> _Excerpt provided_
▬▬▬▬▬▬
Thanks to visit codestin.com
Credit goes to github.com

Skip to content

Haian-Jin/ZipMap

Repository files navigation

ZipMap: Linear-Time Stateful 3D Reconstruction via Test-Time Training

CVPR 2026

arXiv Project Page

Haian Jin1,2, Rundi Wu1, Tianyuan Zhang3, Ruiqi Gao1, Jonathan T. Barron1, Noah Snavely1,2, Aleksander Holynski1

1Google DeepMind   2Cornell University   3MIT

@inproceedings{jin2026zipmap,
    title     = {{ZipMap}: Linear-Time Stateful 3D Reconstruction via Test-Time Training},
    author    = {Jin, Haian and Wu, Rundi and Zhang, Tianyuan and Gao, Ruiqi and Barron, Jonathan T. and Snavely, Noah and Holynski, Aleksander},
    booktitle = {Proceedings of the IEEE/CVF Conference on Computer Vision and Pattern Recognition},
    year      = {2026}
}

Updates

  • 2026-04-15: Released ZipMap with state query support and quantitative evaluation code.
  • 2026-04-14: Released the streaming version of ZipMap along with its training and demo scripts.
  • 2026-04-12: Released code, checkpoints, and the interactive Gradio demo for ZipMap main model.
  • 2026-02: ZipMap accepted to CVPR 2026.

0. Clarification

This is a reimplementation of the code for the paper "ZipMap: Linear-Time Stateful 3D Reconstruction via Test-Time Training".

We have verified that the re-implemented version matches the performance of the original. For any questions or issues, please contact Haian Jin at [email protected].

1. Environment Setup

conda create -n zipmap python=3.11
conda activate zipmap
pip install -e .

2. Inference

2.1 ZipMap Checkpoints

Download the ZipMap checkpoints hosted on Hugging Face:

Model Description
ZipMap Main model; no reference view specification (stage 3 checkpoint)
ZipMap Variants
ZipMap w/ reference view With reference view specification (stage 2 checkpoint)
ZipMap Streaming Supports online/streaming inference (fine-tuned from ZipMap)
ZipMap w/ state query Supports state query (fine-tuned from ZipMap w/ reference view)

2.2 Interactive Gradio Demo

Launch the demo locally for the main ZipMap model:

python demo_gradio_zipmap.py --ckpt_path /path/to/zipmap_main_checkpoint.pt

If using the checkpoint with reference view specification, you disable the affine invariant by setting --affine_invariant false when launching the demo.

We also provide scripts to run the demo for the streaming version of ZipMap.

Expand to see:

The torch.compile takes significant time for streaming version of ZipMap. For inference usage, please disable torch.compile by setting TORCH_COMPILE_DISABLE=1 before launching the demo:

TORCH_COMPILE_DISABLE=1 python demo_gradio_zipmap_streaming.py --ckpt_path /path/to/your/online_checkpoint.pt

2.3 Quantitative Evaluation

See branch evaluation for code and instructions on how to run the quantitative evaluation and runtime measurements. Our evaluation code is heavily built on top of this repository provided by the authors of Pi3. We sincerely thank the authors for their open-source contributions.
▬▬▬▬▬▬
> _Listing_
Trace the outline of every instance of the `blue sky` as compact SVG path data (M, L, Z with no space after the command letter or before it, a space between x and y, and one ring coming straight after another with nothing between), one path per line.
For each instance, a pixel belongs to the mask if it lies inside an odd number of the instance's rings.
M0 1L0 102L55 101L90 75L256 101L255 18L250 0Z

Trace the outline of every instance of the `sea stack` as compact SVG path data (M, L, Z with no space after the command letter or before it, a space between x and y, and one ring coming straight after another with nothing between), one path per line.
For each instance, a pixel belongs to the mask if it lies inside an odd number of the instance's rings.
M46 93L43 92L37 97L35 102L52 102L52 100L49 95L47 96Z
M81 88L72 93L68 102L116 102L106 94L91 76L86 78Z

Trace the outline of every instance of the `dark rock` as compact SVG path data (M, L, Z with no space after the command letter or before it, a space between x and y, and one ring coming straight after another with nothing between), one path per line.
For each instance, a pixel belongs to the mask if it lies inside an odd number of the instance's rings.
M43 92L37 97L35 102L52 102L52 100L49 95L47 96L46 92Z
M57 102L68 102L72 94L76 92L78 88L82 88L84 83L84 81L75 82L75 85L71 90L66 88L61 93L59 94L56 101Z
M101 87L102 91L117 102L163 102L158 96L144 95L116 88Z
▬▬▬▬▬▬
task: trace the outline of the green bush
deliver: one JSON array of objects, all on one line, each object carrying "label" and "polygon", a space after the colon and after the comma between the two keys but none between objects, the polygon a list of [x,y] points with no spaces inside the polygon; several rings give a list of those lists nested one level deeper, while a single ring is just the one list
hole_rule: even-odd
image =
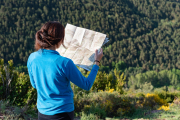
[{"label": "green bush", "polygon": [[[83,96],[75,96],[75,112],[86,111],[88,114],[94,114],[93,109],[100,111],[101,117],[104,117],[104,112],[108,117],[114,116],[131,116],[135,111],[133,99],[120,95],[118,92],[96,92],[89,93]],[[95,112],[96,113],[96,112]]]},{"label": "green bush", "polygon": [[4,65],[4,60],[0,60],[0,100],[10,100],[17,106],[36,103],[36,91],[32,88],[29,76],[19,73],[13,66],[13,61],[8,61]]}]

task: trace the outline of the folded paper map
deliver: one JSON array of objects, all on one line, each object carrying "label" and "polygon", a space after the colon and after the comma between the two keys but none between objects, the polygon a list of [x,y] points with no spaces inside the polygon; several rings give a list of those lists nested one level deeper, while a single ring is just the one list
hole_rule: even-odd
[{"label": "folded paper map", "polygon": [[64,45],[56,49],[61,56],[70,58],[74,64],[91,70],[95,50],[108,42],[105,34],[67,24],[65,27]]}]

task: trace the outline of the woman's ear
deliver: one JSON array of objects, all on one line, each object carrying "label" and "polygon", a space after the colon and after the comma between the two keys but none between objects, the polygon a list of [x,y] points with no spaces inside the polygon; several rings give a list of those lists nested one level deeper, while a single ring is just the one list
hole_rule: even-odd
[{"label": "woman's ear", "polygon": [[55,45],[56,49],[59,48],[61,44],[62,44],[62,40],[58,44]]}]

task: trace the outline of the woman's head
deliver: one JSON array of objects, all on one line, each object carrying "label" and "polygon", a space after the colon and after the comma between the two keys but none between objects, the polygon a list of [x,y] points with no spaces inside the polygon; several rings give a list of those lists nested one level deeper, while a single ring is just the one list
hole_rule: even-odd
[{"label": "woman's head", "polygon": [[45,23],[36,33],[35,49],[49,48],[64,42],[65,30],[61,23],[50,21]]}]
▬▬▬▬▬▬
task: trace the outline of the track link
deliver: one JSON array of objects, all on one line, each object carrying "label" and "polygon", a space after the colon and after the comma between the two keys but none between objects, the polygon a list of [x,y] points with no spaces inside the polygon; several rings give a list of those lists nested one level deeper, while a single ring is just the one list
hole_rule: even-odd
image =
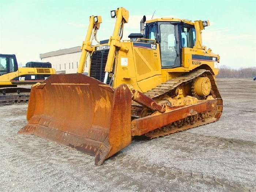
▬▬▬▬▬▬
> _Task instructions_
[A] Rewrite everything in the ZipMap README from "See branch evaluation" down to "their open-source contributions.", using "codebase" in place of "repository".
[B] Write the next part of the ZipMap README, starting after its last sentence.
The listing has no connection to the ZipMap README.

> _Task responses_
[A]
See branch evaluation for code and instructions on how to run the quantitative evaluation and runtime measurements. Our evaluation code is heavily built on top of this codebase provided by the authors of Pi3. We sincerely thank the authors for their open-source contributions.

[B]
3. Training

We train our model with FSDP (Fully Sharded Data Parallel) using GPUs with 80GB memory. If you have access to such hardware, you can run the training with the provided configs. If not, you can modify the configs to fit your hardware (e.g., by reducing batch size and using more aggressive FSDP sharding strategies).

3.1 Preparation

Setup WandB for Logging

Before training, fill in your WandB API key in training/config/wandb_key.yaml (get yours at wandb.ai/authorize):

wandb: YOUR_WANDB_API_KEY_HERE
Download the Pretrained VGGT Checkpoint

Download the VGGT checkpoint:

mkdir -p checkpoints
wget -O checkpoints/vggt_checkpoint.pt https://huggingface.co/facebook/VGGT-1B/resolve/main/model.pt

3.2 Debug Run

Before running the full training, we recommend doing a quick debug run to ensure everything is set up correctly. This run only uses two datasets.

First download the two datasets for the debug run

1. Prepare VKITTI dataset

  • a. Use training/data/datasets/preprocess/download_vkitti.sh to download the VKITTI dataset. (This script is from VGGT's repository)
  • b. Use our script training/data/datasets/preprocess/save_vkitti_metadata.py to save the metadata to improve IO efficiency.

2. Prepare MVS-Synth dataset

  • a. First download the MVS-Synth dataset. Choose the 720p version.
  • b. Then, preprocess the MVS-Synth dataset by running the script training/data/datasets/preprocess/preprocess_mvs_synth.py to convert data format. (This script is from CUT3R's repository)
  • c. Run our script training/data/datasets/preprocess/save_mvs_synth_metadata.py to save the metadata to improve IO efficiency.

After that, you can use the default_debug config for this purpose:

torchrun --nproc_per_node=8 training/launch.py --config default_debug base_data_dir=/path/to/your/data

The first few iterations may be slow due to torch.compile for TTT modules. After that, the per-iteration time should be a few seconds.

3.3 Full Run

The full training uses 29 datasets, including 23 static datasets and 6 dynamic datasets. Please prepare the datasets following the instructions in training/data/README.md. After that, you can run the full training with the following commands:

# Stage 1: Train on 23 static datasets.
torchrun --nproc_per_node=8 training/launch.py --config default_stage1_hi_res_static base_data_dir=/path/to/your/data

# Stage 2: Train on all 29 datasets (23 static + 6 dynamic datasets).
torchrun --nproc_per_node=8 training/launch.py --config default_stage2_hi_res_dynamic base_data_dir=/path/to/your/data checkpoint.resume_checkpoint_path=/path/to/your/stage1_checkpoint.ckpt

# Stage 3: Remove the reference view specification and keep tuning on all 29 datasets.
torchrun --nproc_per_node=8 training/launch.py --config default_stage3_hi_res_dynamic_aff_inv base_data_dir=/path/to/your/data checkpoint.resume_checkpoint_path=/path/to/your/stage2_checkpoint.ckpt

3.4 Fine-tuning

3.4.1 ZipMap State Query

We train a ZipMap-State-Query model by finetuning the ZipMap checkpoint with reference view specification (stage 2 checkpoint)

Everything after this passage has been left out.